__DATA UNDER STUDY__
---+---

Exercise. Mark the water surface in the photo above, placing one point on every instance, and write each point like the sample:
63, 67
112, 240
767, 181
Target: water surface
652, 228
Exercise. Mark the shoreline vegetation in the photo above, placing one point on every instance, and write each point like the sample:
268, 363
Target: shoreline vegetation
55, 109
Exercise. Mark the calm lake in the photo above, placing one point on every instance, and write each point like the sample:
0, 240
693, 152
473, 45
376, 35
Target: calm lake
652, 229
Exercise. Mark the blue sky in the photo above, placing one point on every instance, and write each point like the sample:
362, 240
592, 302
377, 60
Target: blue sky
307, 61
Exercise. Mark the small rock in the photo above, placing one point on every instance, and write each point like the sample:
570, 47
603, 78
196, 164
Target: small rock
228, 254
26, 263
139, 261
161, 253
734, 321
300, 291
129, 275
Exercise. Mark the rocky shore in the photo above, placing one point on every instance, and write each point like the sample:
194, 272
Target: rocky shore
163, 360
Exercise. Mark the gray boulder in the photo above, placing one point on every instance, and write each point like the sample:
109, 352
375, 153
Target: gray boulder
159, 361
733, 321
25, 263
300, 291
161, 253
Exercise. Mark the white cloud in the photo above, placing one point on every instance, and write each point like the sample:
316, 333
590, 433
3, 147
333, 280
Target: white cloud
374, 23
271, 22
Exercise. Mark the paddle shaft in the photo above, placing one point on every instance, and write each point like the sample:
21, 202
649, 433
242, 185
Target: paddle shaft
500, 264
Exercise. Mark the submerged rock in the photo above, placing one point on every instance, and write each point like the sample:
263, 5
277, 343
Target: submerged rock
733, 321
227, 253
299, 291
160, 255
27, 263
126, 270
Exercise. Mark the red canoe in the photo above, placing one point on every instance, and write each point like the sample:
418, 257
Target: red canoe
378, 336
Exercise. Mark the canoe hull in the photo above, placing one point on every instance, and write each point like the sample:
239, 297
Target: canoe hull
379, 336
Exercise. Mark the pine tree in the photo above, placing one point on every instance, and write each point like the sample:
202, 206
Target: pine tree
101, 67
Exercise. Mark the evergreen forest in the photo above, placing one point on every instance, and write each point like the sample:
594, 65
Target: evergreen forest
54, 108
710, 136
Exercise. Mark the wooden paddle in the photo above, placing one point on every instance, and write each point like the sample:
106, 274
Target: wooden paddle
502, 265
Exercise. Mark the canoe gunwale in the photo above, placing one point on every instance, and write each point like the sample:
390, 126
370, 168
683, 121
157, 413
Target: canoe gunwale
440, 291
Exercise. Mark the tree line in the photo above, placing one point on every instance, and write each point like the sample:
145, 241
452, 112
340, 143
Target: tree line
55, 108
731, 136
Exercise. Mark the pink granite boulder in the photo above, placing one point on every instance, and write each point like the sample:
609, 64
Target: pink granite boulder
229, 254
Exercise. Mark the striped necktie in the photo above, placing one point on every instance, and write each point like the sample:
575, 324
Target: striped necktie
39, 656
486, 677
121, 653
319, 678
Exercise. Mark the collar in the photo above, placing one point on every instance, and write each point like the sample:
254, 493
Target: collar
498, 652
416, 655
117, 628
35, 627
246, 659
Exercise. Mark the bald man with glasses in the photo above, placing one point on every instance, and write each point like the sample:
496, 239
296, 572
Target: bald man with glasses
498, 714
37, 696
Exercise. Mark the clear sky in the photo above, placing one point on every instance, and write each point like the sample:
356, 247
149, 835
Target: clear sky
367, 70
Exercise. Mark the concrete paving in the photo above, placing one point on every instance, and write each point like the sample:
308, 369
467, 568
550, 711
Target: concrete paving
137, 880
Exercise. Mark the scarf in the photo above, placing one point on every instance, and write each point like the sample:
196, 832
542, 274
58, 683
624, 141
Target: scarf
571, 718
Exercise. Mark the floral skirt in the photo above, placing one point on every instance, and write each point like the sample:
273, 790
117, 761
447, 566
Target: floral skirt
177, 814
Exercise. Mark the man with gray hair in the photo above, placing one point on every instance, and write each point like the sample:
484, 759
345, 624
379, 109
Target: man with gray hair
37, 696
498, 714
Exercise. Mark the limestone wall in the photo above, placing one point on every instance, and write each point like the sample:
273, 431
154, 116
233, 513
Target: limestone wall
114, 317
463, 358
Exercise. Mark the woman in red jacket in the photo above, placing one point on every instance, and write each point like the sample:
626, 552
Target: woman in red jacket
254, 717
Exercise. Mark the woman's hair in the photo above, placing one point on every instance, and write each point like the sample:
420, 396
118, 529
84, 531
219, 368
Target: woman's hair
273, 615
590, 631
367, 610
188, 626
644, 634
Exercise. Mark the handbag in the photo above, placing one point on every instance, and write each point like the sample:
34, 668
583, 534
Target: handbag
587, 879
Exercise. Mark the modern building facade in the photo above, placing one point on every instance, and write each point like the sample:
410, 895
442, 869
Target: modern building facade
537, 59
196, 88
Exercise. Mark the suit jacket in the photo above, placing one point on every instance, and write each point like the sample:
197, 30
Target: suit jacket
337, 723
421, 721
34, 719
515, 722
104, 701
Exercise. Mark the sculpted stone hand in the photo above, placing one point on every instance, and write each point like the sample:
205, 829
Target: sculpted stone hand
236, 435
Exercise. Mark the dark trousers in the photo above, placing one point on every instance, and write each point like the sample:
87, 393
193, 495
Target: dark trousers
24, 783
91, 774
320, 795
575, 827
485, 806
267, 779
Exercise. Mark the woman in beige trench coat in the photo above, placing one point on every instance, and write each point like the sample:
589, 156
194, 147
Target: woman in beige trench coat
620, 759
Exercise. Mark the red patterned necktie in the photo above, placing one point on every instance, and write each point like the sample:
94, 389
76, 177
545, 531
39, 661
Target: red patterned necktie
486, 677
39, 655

---+---

__TASK INSTRUCTIONS__
Please return the full set of records exactly as given above.

__WRITTEN RESPONSE__
Exercise. Mark the water surface in the photo above, placing one point on every instance, and write each point like the sample:
63, 67
112, 240
767, 181
Target: water surface
652, 228
Exercise. Mark the shoreline vegetation in the photo above, placing one point on every instance, and write each point like the sample:
268, 363
Target: shoreline vegetation
55, 109
Exercise. Mark the calm lake in the photo above, placing one point on every instance, and write each point like the sample:
0, 240
693, 152
473, 45
376, 35
Target: calm lake
652, 229
Exercise. Mark the blue sky in the photo above, placing one point on every instance, and write each point like the sample:
362, 240
592, 302
377, 60
Target: blue sky
307, 61
Exercise. Mark the small rock in the photo above, placing one point on every instance, and write each point like the sample:
570, 47
603, 78
196, 164
Target: small rock
228, 254
26, 263
139, 261
161, 253
734, 321
300, 291
129, 275
Exercise. Mark the rocky shore in the photo above, placing one point on every instance, and write each point like the sample:
194, 272
Target: rocky shore
163, 360
Exercise. Mark the gray boulder in the photo above, placing one point on every instance, and write each point like the sample:
109, 352
375, 153
Target: gray boulder
159, 361
733, 321
25, 263
300, 291
161, 253
Exercise. Mark the white cloud in the photo above, placing one point on every instance, and write each point like the sample:
316, 333
590, 433
3, 147
333, 280
Target: white cloud
374, 23
271, 22
Exercise. Mark the paddle shaft in the photo above, placing one point on every instance, and write each point like the sample:
21, 202
649, 433
242, 185
Target: paddle shaft
500, 264
Exercise. Mark the submerged rock in the photo above, placing one point on every instance, and write each point like the sample:
263, 5
277, 343
Target: submerged rock
733, 321
227, 253
299, 291
160, 255
27, 263
126, 270
Exercise. Mark the red canoe in the photo above, placing one point on every instance, and write each point like the sample:
418, 257
Target: red canoe
378, 336
Exercise. Mark the canoe hull in the photo above, placing one point on every instance, and write each point like the sample:
239, 297
Target: canoe hull
379, 336
Exercise. Mark the pine tree in the photo above, placing one point on every instance, and write each point like the sample:
202, 206
Target: pine tree
101, 67
Exercise. Mark the evergreen forest in the photo above, placing one point on every instance, and write each point like the sample:
594, 65
Target: evergreen forest
54, 108
710, 136
Exercise. Mark the wooden paddle in the photo above, placing one point on every instance, and write each point like the sample:
106, 274
Target: wooden paddle
502, 265
Exercise. Mark the canoe gunwale in the photo above, placing one point on every instance, and write each point like the sample:
390, 126
370, 168
683, 121
157, 413
Target: canoe gunwale
440, 291
Exercise. Mark the tree line in the photo above, placing one point on every instance, and write each point like the sample:
145, 241
452, 112
340, 143
Target: tree line
55, 108
731, 136
Exercise. Mark the pink granite boulder in the photo above, placing one point on every instance, and write each point like the sample:
609, 64
Target: pink granite boulder
229, 254
Exercise. Mark the striped necktie in the photo above, placing one point on every instance, and write each point like the sample:
575, 324
Target: striped necktie
39, 656
486, 677
121, 653
319, 678
Exercise. Mark the collar in the photo above, placing one point on every instance, and write each point like the sample:
254, 493
Target: collar
498, 652
416, 655
117, 628
35, 627
246, 659
Exercise. Mark the bald man with glasses in the photo above, placing one point on every instance, and write each point like the sample:
496, 239
296, 572
Target: bald man with glasses
498, 714
37, 696
Exercise. Mark the clear sky in the photo above, placing one point on every instance, and write each point like the sample:
356, 247
149, 835
Target: clear sky
367, 70
Exercise. Mark the concrete paving in the photo above, placing one point on every instance, and write each point like the sample:
308, 369
467, 568
550, 711
Target: concrete paving
137, 880
Exercise. Mark the scarf in the photo above, placing one point on every instance, and write each point like the sample:
196, 832
542, 274
58, 683
624, 141
Target: scarf
571, 718
Exercise. Mark the floral skirt in the photo above, placing one point on every instance, and write each point like the sample:
273, 790
117, 761
447, 566
Target: floral skirt
177, 814
Exercise. Mark the man with gray hair in the photo above, placing one point on every instance, and write each point like the sample:
484, 759
345, 624
379, 109
Target: man with gray hair
37, 696
498, 714
Exercise. Mark the limestone wall in the photo above, placing one point on every instance, and write each point like the sample:
273, 431
154, 116
233, 513
Target: limestone wall
114, 317
463, 358
Exercise. Mark the woman in red jacket in the photo above, placing one point on every instance, and write each point like the sample:
626, 552
Target: woman in red jacket
254, 717
Exercise. Mark the woman's hair in the photo above, placing one point on every instance, and write each point like the sample:
420, 396
118, 529
84, 531
219, 368
Target: woman's hair
273, 615
590, 631
367, 610
188, 626
644, 634
Exercise. Mark the handbag in the photo above, placing one point on every instance, and write each point like the sample:
34, 668
583, 534
Target: handbag
587, 879
Exercise. Mark the modern building facade in the photo above, placing one point on every instance, and write each point like the sample:
410, 895
442, 869
Target: modern building facade
537, 59
196, 88
Exercise. Mark the suit jacket in the photo above, placing one point on every instance, and write each point like the sample:
197, 30
Target: suit jacket
337, 723
421, 721
34, 719
515, 722
104, 701
Exercise. Mark the sculpted stone hand in the photo above, placing one point on every instance, and write each point like the sample:
205, 829
Target: sculpted stone hand
236, 435
Exercise. Mark the dark trousers in the photo above, placing one point on every instance, and write each point like the sample:
87, 393
193, 495
Target: dark trousers
24, 783
91, 774
320, 795
575, 827
485, 806
267, 779
Exercise. Mark the woman in beige trench coat in the photo above, placing one point on every instance, and write each point like the sample:
589, 156
194, 147
Target: woman in beige trench coat
620, 759
Exercise. Mark the red patterned necktie in the photo above, placing one point on every instance, and write each point like the sample:
94, 389
76, 177
545, 531
39, 661
Target: red patterned necktie
486, 677
39, 655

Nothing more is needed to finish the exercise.